#### [Supplied text]
George W. Bush and Dick Cheney have reignited a long-smoldering war fought over the Imperial Presidency, a conflict that flared in the mid-1970s, after the Watergate scandal and the Vietnam disaster, and resumed a decade later in the Iran-Contra Affair.

This time, however, the legions for the Imperial Presidency seem poised to overwhelm the weakened defenders of the traditional American democratic republic who for years have chosen retreat over confrontation.

That is the real back story behind the disclosures that Bush is asserting his inherent powers to jail citizens without charge, order the physical abuse of detainees, spy on Americans without a court order, ignore treaties, and invade countries without the necessity of congressional authorization.

Bush and Cheney are saying that in the War on Terror, they must be a law onto themselves with the flexibility to do whatever they deem necessary. When they say they are operating within the law, what they mean is that their interpretation of the law gives them unlimited powers.

As Cheney told reporters aboard Air Force Two on Dec. 20, “I do believe that especially in the day and age we live in, the nature of the threats we face, the president of the United States needs to have his constitutional powers unimpaired, if you will, in terms of the conduct of national security policy.” [NYT, Dec. 21, 2005]

Death Match

So, this White House has thrown down the gauntlet to Congress, the courts, the press and the broader American public – to anyone who opposes an autocratic Executive – daring them to a fight to the finish.

In this looming showdown, the confidence of Bush and Cheney is buoyed by the fact that they have a huge right-wing media infrastructure that treats whatever they say as truth and will disparage anyone who criticizes them.

#### [Records provided]
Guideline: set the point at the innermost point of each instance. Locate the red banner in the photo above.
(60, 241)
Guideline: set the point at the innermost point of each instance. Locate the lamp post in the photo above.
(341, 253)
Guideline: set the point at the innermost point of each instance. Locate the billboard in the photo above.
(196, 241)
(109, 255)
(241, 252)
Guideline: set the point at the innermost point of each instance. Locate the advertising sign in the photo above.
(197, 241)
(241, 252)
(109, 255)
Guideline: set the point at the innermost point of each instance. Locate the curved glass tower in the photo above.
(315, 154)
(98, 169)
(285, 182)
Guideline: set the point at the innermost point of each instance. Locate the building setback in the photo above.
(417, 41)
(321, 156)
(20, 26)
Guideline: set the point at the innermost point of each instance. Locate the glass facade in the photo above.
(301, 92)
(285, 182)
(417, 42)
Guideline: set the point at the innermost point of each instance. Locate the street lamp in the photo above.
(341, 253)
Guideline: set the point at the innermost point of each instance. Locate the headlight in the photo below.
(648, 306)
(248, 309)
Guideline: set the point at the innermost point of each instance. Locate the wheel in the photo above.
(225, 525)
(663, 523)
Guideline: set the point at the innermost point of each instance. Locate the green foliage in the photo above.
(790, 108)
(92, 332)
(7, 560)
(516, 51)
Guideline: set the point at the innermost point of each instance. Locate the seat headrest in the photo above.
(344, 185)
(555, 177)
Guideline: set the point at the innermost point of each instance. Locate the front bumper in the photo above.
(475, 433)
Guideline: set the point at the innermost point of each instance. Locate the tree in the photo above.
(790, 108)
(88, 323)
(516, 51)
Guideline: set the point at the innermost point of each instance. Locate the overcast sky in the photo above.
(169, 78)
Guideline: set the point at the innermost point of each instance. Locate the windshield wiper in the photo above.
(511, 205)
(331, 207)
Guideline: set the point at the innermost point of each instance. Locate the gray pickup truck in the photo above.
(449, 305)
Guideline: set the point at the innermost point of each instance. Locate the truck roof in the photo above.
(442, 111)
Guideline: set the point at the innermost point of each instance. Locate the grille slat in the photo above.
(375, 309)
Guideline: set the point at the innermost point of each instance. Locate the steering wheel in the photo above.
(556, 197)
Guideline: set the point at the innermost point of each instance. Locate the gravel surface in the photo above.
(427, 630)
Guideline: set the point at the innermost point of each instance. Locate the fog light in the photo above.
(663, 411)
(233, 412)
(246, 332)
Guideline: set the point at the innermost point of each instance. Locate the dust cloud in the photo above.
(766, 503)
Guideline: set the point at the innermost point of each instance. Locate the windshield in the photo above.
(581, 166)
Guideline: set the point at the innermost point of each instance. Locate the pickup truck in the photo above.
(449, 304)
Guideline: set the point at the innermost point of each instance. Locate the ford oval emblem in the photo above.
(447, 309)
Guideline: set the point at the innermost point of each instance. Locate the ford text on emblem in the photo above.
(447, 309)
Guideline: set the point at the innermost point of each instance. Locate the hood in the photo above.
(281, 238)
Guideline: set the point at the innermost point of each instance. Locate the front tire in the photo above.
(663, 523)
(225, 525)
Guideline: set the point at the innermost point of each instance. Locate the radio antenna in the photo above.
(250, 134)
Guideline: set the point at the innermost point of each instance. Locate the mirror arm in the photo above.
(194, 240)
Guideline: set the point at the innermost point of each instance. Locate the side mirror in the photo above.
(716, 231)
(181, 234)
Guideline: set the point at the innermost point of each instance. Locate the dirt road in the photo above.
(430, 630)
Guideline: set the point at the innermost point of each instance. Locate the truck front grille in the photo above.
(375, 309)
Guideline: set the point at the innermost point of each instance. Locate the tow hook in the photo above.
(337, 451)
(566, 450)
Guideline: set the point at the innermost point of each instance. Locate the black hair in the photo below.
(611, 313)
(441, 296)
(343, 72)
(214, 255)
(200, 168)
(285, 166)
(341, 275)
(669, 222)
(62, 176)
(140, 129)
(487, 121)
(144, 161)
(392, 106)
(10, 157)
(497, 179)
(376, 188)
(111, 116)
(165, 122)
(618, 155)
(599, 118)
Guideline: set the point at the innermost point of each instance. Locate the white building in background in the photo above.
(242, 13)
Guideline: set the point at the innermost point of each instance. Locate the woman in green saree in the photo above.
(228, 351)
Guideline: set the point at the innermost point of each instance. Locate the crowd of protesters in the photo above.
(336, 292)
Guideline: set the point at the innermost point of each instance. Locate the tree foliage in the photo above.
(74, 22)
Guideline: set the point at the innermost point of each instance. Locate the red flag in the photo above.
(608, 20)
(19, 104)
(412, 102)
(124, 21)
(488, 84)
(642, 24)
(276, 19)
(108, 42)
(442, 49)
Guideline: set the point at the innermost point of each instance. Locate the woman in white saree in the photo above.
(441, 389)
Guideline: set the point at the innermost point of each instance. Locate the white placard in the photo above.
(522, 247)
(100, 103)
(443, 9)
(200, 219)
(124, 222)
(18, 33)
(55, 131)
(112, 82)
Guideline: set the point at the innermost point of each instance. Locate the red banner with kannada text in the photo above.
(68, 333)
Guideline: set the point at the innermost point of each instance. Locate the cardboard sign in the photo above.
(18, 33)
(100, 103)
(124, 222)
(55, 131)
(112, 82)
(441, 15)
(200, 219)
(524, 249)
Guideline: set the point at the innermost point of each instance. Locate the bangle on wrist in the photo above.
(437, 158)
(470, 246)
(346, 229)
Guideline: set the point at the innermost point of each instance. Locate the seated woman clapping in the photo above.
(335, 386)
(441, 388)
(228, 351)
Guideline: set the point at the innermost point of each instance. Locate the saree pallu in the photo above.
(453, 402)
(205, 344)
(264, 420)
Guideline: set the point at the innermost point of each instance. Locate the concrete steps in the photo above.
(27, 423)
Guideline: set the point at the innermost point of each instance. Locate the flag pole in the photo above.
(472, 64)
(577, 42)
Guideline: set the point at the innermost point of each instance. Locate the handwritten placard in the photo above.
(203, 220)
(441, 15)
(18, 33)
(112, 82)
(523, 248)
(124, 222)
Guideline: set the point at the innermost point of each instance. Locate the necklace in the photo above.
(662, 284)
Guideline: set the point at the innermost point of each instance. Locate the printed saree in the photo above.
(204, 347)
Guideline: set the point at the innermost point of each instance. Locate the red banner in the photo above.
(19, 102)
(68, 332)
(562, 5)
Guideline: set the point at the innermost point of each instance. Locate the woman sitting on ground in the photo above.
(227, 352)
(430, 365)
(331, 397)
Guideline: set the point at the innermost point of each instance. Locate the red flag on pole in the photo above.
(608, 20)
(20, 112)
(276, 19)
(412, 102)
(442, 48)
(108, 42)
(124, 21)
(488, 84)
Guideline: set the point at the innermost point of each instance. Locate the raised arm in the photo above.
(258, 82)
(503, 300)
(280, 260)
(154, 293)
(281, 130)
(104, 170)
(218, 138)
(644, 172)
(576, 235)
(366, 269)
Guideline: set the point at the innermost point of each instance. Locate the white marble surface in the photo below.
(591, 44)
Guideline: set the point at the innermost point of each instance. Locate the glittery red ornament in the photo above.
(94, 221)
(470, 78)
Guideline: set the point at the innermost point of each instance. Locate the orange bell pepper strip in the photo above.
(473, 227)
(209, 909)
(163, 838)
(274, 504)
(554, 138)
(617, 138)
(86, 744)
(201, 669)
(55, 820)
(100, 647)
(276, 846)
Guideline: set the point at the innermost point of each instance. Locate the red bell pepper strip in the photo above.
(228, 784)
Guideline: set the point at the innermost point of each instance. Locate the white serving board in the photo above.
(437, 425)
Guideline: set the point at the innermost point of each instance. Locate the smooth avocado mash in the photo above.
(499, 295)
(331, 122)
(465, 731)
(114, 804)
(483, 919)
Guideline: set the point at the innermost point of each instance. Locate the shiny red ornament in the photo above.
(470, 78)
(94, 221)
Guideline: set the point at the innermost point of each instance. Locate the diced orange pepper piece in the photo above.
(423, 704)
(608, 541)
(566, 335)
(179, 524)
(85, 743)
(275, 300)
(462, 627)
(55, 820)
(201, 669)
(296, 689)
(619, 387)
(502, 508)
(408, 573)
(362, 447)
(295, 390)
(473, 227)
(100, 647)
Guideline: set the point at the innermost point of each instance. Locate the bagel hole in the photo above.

#### [Your tasks]
- A) In the text on the Imperial Presidency, where was Cheney when he spoke to reporters on Dec. 20?
- B) Rewrite the Imperial Presidency text from the words "So, this White" through the words "who criticizes them.", substituting "confrontation" for "showdown".

#### [Replies]
- A) Aboard Air Force Two.

- B)
So, this White House has thrown down the gauntlet to Congress, the courts, the press and the broader American public – to anyone who opposes an autocratic Executive – daring them to a fight to the finish.

In this looming confrontation, the confidence of Bush and Cheney is buoyed by the fact that they have a huge right-wing media infrastructure that treats whatever they say as truth and will disparage anyone who criticizes them.